══ Page ══

Nous sommes par­fois confron­tés à des diver­gences avec les indus­triels sur le rythme d’adaptation. Ces der­niers, sans contes­ter l’objectif visé, s’inquiètent de la dis­tor­sion de la concur­rence et de leur capa­ci­té à finan­cer les inves­tis­se­ments ren­dus néces­saires par le chan­ge­ment cli­ma­tique. Avec les col­lec­ti­vi­tés locales, nous devons trou­ver le meilleur équi­libre entre la néces­saire adap­ta­tion et pru­dence vis-à-vis des risques natu­rels, d’une part, et la prise en compte, d’autre part, des besoins de déve­lop­pe­ment, de moder­ni­sa­tion ou d’amélioration du cadre de vie dans un contexte mar­qué par les contraintes en termes de zéro arti­fi­cia­li­sa­tion nette des sols.

Sur la ques­tion de l’économie cir­cu­laire et de la ges­tion des déchets, l’enjeu est de se doter d’une stra­té­gie qui nous per­met­tra d’avoir une boucle qui ne consom­me­ra qua­si­ment plus de res­sources et qui per­met­tra de réduire au mini­mum la pol­lu­tion envi­ron­ne­men­tale, et plus par­ti­cu­liè­re­ment plas­tique. Plu­sieurs pistes sont ain­si pos­sibles : miser sur un meilleur ré-emploi, une bonne col­lecte et un bon recy­clage ou bien renon­cer tout sim­ple­ment à ce maté­riau et à ce type d’usage. Ces deux pistes sont por­teuses de béné­fices et de contraintes qui dif­fèrent selon la par­tie pre­nante concer­née. Dans ce cadre, nous avons un rôle d’arbitre à jouer pour faire conver­ger des visions ou des inté­rêts dif­fé­rents, voire opposés.

Quelle place occupe la technologie ? Explorez-vous des pistes en particulier ?

═══
══ Liste des données ══

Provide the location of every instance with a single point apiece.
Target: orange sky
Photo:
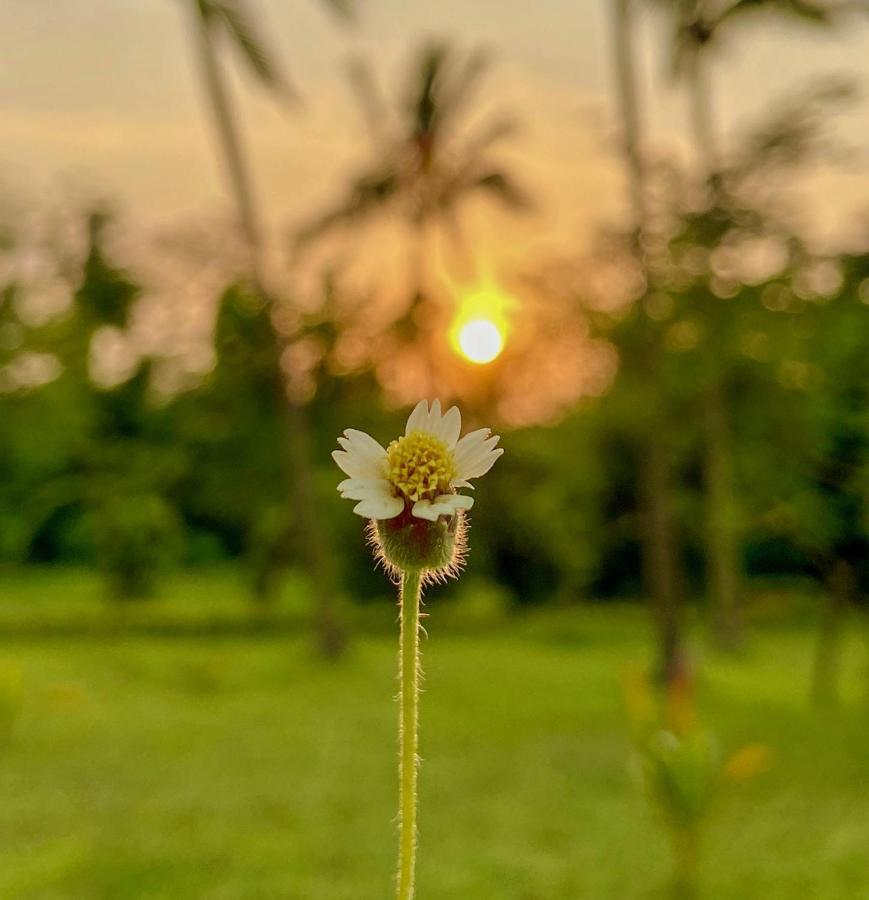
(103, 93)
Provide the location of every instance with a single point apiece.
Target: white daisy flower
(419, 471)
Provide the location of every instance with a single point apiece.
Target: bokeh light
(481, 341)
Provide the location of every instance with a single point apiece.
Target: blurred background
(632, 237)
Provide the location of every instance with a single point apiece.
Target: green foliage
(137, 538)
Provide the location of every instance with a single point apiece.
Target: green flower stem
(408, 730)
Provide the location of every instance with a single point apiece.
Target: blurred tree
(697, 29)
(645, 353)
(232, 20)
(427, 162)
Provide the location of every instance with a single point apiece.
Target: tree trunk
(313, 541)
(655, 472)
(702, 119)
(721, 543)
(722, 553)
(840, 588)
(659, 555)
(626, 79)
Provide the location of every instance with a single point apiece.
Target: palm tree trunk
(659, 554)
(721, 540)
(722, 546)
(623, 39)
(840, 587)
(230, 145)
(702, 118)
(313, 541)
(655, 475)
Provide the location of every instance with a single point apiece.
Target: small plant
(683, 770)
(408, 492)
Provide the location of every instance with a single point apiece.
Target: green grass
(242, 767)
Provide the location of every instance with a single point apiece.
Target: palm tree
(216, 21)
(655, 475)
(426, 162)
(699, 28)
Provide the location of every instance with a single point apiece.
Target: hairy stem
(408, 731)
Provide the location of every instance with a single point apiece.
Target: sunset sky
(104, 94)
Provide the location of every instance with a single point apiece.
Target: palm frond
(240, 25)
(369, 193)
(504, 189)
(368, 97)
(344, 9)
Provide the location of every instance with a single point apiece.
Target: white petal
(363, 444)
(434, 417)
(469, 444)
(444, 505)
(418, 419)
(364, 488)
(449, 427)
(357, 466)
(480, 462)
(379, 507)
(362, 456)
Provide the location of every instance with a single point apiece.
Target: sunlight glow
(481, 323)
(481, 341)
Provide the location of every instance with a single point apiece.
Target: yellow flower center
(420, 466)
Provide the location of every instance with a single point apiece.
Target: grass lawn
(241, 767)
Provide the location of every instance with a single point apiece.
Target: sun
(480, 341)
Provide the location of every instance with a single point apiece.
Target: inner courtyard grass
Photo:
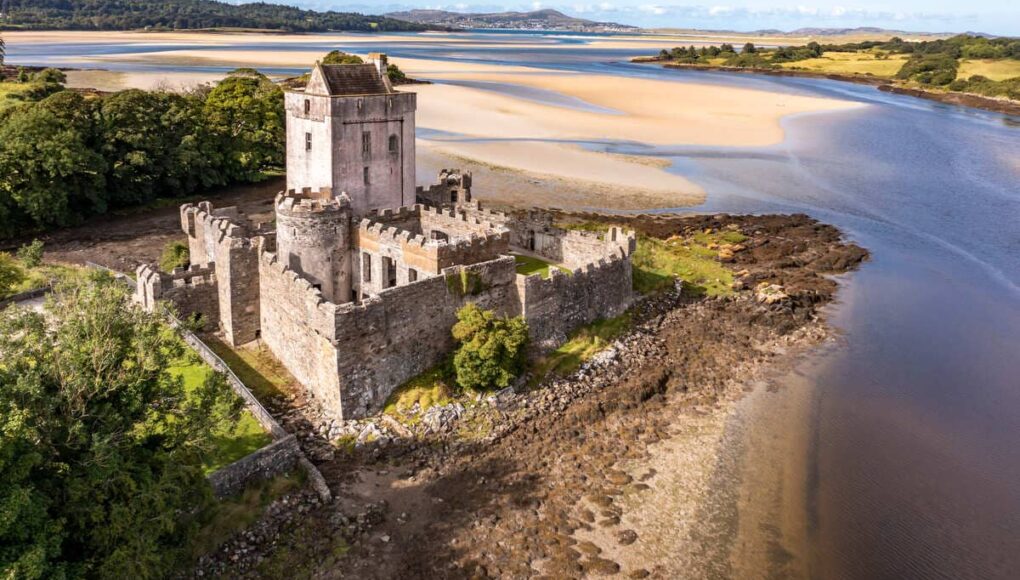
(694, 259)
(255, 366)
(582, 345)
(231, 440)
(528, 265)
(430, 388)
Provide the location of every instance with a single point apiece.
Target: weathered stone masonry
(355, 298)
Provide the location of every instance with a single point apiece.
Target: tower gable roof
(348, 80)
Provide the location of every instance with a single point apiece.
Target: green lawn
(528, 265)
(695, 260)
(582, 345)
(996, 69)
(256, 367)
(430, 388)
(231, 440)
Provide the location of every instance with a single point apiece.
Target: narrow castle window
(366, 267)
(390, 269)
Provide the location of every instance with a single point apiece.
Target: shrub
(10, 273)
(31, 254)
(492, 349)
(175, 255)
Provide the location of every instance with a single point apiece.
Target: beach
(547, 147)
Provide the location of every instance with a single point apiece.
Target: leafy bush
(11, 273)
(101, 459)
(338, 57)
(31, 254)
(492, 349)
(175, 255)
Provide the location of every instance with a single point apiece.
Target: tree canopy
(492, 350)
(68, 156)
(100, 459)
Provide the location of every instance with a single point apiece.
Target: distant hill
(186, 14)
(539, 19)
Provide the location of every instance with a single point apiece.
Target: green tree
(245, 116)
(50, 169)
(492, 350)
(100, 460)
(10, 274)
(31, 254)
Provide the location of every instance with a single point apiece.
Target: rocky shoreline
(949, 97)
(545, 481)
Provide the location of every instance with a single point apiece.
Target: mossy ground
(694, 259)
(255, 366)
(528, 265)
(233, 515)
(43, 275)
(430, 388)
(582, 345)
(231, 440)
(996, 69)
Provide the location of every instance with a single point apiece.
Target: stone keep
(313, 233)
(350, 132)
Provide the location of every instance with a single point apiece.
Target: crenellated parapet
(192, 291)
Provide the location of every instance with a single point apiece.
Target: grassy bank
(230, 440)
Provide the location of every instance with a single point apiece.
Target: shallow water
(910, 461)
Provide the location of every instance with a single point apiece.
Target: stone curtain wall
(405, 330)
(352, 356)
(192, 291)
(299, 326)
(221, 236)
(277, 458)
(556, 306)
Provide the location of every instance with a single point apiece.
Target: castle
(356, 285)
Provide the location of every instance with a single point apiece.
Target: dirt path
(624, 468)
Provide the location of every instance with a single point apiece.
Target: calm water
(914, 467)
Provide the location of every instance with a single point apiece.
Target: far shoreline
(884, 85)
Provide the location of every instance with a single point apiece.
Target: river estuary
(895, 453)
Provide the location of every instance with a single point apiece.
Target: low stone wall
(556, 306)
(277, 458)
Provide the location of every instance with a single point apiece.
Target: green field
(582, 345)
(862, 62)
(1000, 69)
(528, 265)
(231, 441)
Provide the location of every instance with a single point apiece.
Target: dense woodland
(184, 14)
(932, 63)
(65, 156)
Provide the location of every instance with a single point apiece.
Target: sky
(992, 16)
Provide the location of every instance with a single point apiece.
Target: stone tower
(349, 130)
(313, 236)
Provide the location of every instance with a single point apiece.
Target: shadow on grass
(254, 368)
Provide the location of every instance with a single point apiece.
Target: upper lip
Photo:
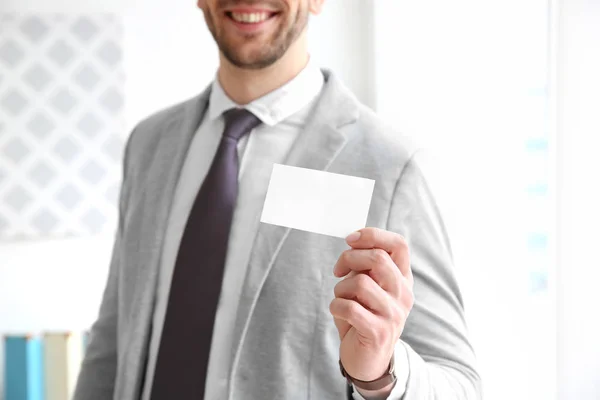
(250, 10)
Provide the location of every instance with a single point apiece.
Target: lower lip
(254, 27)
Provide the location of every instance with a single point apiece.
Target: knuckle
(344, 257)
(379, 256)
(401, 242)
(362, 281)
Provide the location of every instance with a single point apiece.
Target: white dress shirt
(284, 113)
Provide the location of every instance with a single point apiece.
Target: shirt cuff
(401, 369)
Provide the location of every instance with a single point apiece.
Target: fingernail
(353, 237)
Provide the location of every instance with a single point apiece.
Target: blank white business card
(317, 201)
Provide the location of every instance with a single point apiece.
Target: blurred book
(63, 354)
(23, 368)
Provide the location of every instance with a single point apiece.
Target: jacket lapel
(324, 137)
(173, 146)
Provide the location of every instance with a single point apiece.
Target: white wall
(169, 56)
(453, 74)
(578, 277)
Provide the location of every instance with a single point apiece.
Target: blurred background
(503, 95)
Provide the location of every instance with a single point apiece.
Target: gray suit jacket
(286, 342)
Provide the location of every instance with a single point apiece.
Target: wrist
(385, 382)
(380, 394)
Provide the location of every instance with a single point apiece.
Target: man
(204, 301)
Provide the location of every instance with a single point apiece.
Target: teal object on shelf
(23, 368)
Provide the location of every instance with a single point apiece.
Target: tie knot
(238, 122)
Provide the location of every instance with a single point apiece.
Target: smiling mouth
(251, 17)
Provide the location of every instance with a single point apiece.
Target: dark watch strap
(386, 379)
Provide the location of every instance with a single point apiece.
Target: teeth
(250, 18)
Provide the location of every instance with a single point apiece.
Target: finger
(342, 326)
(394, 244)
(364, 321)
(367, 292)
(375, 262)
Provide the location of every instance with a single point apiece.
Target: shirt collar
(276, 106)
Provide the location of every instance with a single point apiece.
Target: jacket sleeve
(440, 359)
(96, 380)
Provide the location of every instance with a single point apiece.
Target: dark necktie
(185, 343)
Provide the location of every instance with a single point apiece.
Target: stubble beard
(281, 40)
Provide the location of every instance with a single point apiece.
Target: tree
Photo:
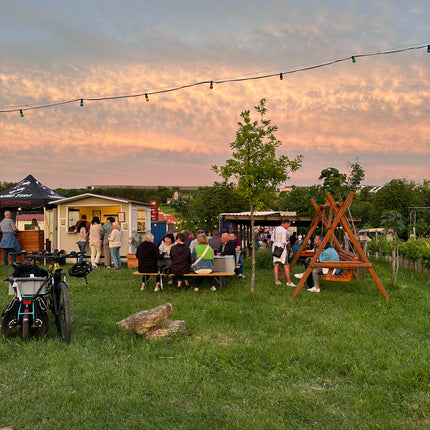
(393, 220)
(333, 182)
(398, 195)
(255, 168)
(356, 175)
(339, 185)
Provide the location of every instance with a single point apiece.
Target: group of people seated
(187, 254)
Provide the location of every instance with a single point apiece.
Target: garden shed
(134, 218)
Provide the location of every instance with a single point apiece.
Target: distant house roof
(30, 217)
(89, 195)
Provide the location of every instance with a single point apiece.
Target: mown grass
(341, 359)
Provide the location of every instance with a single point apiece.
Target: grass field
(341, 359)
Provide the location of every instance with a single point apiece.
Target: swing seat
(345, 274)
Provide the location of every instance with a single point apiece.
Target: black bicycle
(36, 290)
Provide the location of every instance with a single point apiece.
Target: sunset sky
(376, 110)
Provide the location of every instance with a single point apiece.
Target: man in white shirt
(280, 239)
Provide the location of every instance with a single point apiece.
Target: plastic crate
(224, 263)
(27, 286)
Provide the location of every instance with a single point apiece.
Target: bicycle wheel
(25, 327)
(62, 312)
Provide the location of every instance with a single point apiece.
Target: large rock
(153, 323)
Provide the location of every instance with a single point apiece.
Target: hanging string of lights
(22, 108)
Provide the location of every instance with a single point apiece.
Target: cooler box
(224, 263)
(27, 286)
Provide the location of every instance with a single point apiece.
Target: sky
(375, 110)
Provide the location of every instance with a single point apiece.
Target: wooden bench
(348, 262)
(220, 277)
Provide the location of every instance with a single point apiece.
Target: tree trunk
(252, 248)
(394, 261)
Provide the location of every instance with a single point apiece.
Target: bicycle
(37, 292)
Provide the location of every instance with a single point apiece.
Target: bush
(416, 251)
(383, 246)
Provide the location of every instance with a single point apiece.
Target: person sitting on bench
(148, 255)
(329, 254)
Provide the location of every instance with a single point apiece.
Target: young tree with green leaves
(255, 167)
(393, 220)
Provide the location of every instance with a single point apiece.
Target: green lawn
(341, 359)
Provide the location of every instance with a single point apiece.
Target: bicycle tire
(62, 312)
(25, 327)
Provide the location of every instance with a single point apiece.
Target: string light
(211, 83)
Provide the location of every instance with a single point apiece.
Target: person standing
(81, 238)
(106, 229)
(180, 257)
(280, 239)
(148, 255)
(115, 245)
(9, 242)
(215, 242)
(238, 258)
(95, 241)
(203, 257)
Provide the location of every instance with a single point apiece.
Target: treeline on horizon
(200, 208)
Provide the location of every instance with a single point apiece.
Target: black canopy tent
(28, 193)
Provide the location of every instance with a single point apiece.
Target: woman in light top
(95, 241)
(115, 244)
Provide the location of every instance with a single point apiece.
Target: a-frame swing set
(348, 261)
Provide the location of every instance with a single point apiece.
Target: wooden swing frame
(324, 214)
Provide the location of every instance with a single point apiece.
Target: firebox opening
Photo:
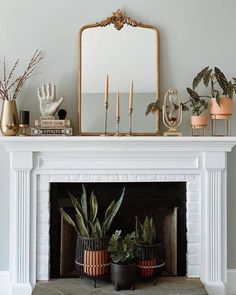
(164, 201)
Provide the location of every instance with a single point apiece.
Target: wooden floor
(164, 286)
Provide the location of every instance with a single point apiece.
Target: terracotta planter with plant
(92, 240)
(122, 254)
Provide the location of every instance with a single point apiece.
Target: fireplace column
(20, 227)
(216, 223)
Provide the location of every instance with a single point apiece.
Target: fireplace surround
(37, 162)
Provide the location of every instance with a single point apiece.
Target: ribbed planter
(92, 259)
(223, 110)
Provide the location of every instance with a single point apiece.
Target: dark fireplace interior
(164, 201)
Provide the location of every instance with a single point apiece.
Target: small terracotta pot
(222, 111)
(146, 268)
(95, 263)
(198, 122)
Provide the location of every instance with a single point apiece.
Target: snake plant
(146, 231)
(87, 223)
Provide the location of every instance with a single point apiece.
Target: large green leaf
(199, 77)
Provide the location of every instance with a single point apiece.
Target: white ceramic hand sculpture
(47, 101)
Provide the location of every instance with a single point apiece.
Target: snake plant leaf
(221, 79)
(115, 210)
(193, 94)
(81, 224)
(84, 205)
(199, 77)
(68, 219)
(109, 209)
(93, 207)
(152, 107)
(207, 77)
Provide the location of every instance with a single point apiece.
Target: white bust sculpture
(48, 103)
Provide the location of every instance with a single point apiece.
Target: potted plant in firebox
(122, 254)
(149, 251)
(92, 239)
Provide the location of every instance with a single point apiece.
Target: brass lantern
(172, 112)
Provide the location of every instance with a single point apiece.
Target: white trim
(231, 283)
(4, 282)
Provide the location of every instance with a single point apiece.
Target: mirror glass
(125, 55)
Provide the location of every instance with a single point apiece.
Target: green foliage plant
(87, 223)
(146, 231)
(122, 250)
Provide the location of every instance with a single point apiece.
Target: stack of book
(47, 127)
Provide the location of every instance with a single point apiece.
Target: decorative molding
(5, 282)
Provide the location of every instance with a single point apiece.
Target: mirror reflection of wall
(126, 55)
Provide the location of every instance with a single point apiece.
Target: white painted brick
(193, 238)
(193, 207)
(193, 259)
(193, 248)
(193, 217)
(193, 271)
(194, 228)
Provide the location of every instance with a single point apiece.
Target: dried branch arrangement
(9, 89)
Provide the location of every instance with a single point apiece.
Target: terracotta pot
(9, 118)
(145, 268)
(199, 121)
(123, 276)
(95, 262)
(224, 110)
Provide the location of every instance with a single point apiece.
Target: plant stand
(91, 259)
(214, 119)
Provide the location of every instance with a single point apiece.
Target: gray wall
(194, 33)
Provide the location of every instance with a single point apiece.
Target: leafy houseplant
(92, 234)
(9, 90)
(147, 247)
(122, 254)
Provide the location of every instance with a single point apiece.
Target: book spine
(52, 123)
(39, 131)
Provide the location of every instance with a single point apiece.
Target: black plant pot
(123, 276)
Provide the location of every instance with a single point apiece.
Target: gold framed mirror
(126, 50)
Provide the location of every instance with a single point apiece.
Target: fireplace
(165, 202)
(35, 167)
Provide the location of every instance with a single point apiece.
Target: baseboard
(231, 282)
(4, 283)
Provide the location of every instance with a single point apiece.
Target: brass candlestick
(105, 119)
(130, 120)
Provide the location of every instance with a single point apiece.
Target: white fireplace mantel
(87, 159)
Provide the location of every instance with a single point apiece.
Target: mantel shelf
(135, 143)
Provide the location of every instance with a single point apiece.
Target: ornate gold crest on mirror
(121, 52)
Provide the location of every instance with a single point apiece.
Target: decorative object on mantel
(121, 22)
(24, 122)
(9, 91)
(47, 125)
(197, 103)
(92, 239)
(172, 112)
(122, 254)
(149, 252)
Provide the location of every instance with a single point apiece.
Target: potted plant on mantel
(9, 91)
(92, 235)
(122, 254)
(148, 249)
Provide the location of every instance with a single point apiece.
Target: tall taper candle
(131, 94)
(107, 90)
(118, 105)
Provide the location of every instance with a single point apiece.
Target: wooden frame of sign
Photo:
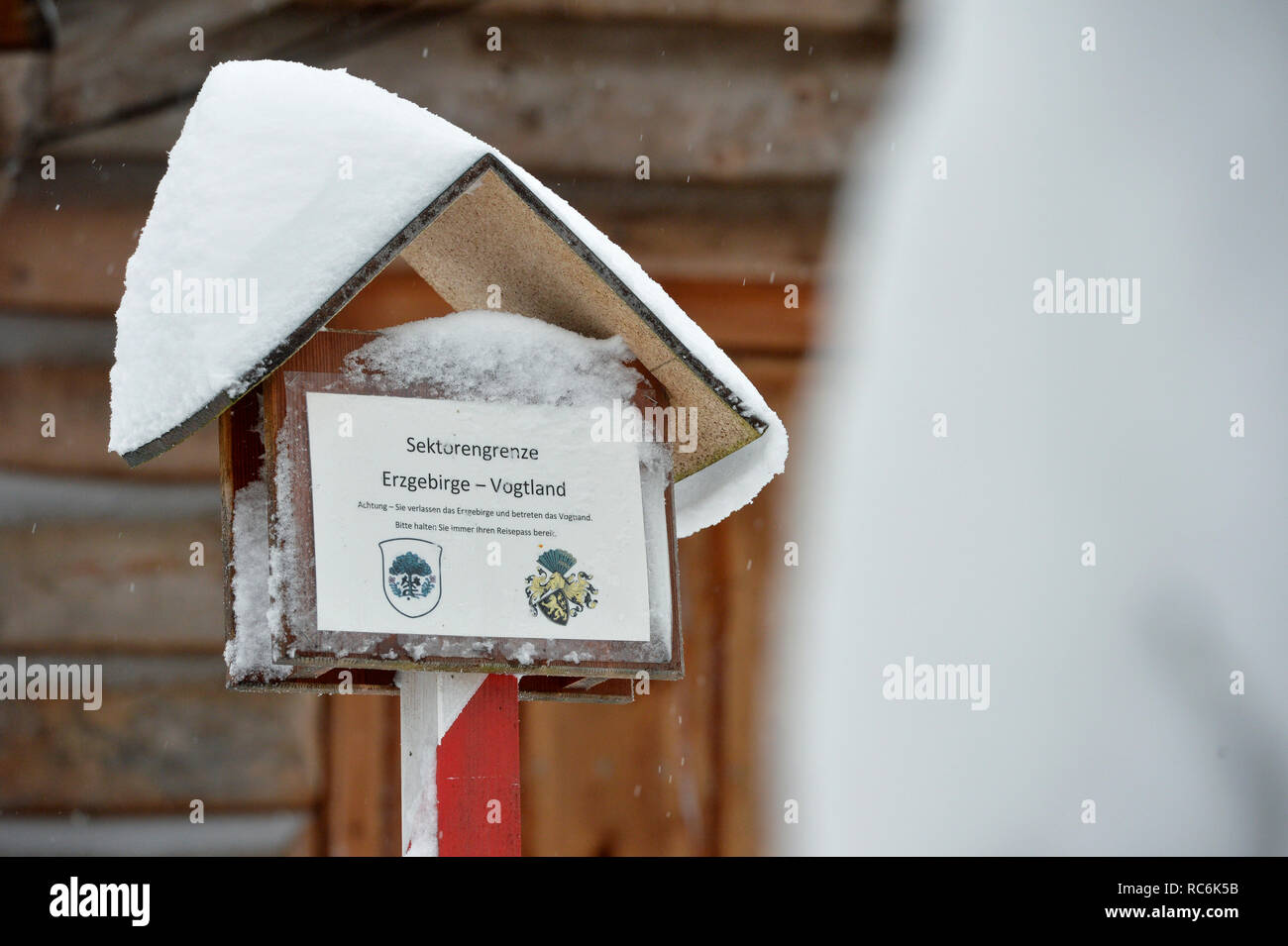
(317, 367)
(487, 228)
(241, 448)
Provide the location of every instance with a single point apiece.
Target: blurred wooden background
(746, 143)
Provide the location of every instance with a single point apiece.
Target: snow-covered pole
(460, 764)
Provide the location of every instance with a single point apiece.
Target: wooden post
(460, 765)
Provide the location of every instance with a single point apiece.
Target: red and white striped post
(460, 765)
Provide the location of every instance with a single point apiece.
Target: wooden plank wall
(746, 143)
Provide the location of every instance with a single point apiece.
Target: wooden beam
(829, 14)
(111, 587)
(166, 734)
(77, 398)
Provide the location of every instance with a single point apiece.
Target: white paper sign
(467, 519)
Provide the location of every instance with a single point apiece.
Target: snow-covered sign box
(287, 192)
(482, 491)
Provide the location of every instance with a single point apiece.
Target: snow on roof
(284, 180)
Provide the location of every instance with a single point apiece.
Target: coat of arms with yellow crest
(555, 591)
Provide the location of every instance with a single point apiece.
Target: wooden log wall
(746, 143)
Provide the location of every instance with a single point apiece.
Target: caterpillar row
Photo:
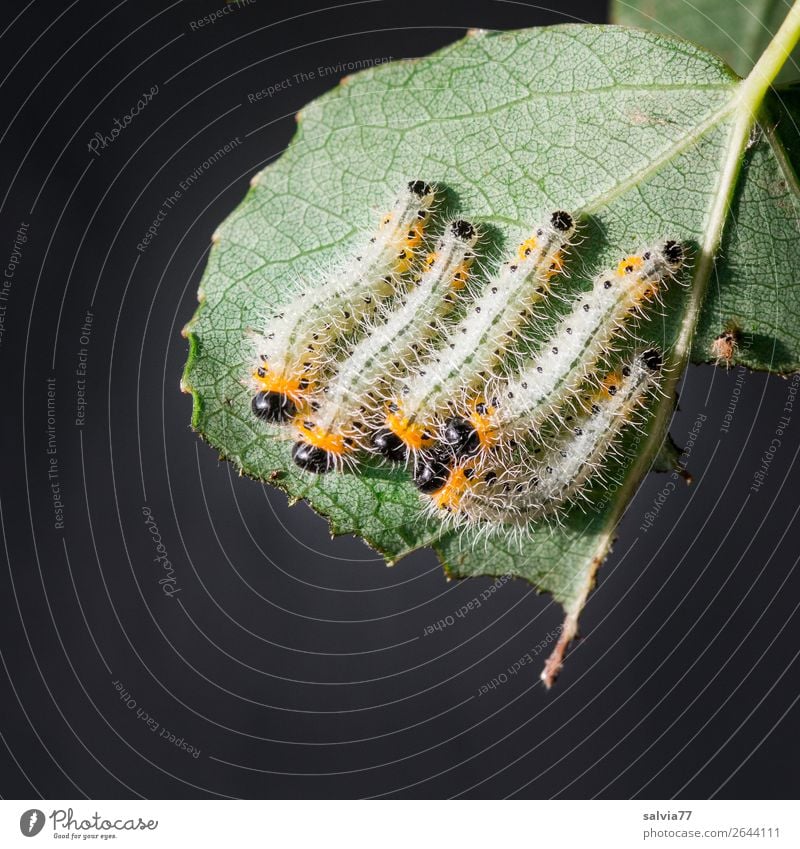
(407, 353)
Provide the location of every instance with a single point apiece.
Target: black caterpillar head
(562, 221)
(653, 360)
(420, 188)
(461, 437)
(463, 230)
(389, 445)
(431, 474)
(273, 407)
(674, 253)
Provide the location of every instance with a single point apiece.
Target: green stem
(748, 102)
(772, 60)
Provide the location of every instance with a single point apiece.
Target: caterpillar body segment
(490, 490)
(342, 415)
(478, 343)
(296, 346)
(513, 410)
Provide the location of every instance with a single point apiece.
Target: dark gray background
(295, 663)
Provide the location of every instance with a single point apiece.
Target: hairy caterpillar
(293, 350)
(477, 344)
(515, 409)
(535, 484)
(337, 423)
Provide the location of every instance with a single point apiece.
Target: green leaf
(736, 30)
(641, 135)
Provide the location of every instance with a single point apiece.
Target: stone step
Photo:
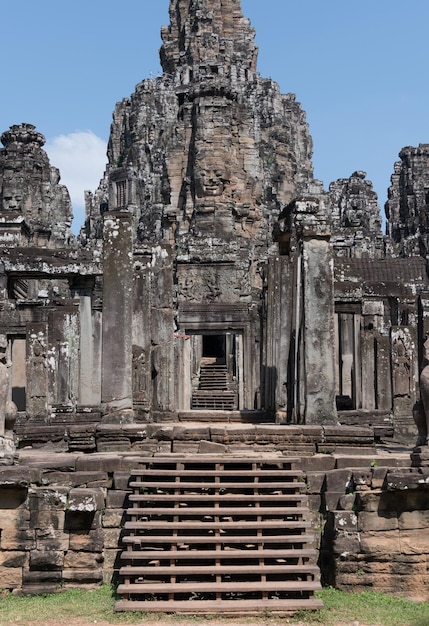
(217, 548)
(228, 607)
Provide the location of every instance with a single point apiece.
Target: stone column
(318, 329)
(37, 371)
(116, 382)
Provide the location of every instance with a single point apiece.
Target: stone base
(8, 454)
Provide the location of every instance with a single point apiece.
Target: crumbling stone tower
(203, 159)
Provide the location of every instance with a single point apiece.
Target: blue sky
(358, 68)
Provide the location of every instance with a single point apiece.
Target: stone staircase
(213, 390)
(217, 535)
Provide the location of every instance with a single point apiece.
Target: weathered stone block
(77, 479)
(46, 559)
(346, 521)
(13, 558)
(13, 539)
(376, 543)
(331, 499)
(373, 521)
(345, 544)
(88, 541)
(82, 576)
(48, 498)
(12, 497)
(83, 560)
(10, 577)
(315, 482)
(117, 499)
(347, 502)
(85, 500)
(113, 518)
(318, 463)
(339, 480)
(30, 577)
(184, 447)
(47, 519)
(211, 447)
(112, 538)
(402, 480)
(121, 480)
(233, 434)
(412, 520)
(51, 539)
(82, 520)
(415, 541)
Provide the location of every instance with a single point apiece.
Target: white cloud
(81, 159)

═══

### Consigne
Recopiez fidèlement le passage de la page ci-dessus compris entre « Sur la ques­tion » et « pistes en particulier ? », ces deux extrémités incluses.

### Réponse attendue
Sur la ques­tion de l’économie cir­cu­laire et de la ges­tion des déchets, l’enjeu est de se doter d’une stra­té­gie qui nous per­met­tra d’avoir une boucle qui ne consom­me­ra qua­si­ment plus de res­sources et qui per­met­tra de réduire au mini­mum la pol­lu­tion envi­ron­ne­men­tale, et plus par­ti­cu­liè­re­ment plas­tique. Plu­sieurs pistes sont ain­si pos­sibles : miser sur un meilleur ré-emploi, une bonne col­lecte et un bon recy­clage ou bien renon­cer tout sim­ple­ment à ce maté­riau et à ce type d’usage. Ces deux pistes sont por­teuses de béné­fices et de contraintes qui dif­fèrent selon la par­tie pre­nante concer­née. Dans ce cadre, nous avons un rôle d’arbitre à jouer pour faire conver­ger des visions ou des inté­rêts dif­fé­rents, voire opposés.

Quelle place occupe la technologie ? Explorez-vous des pistes en particulier ?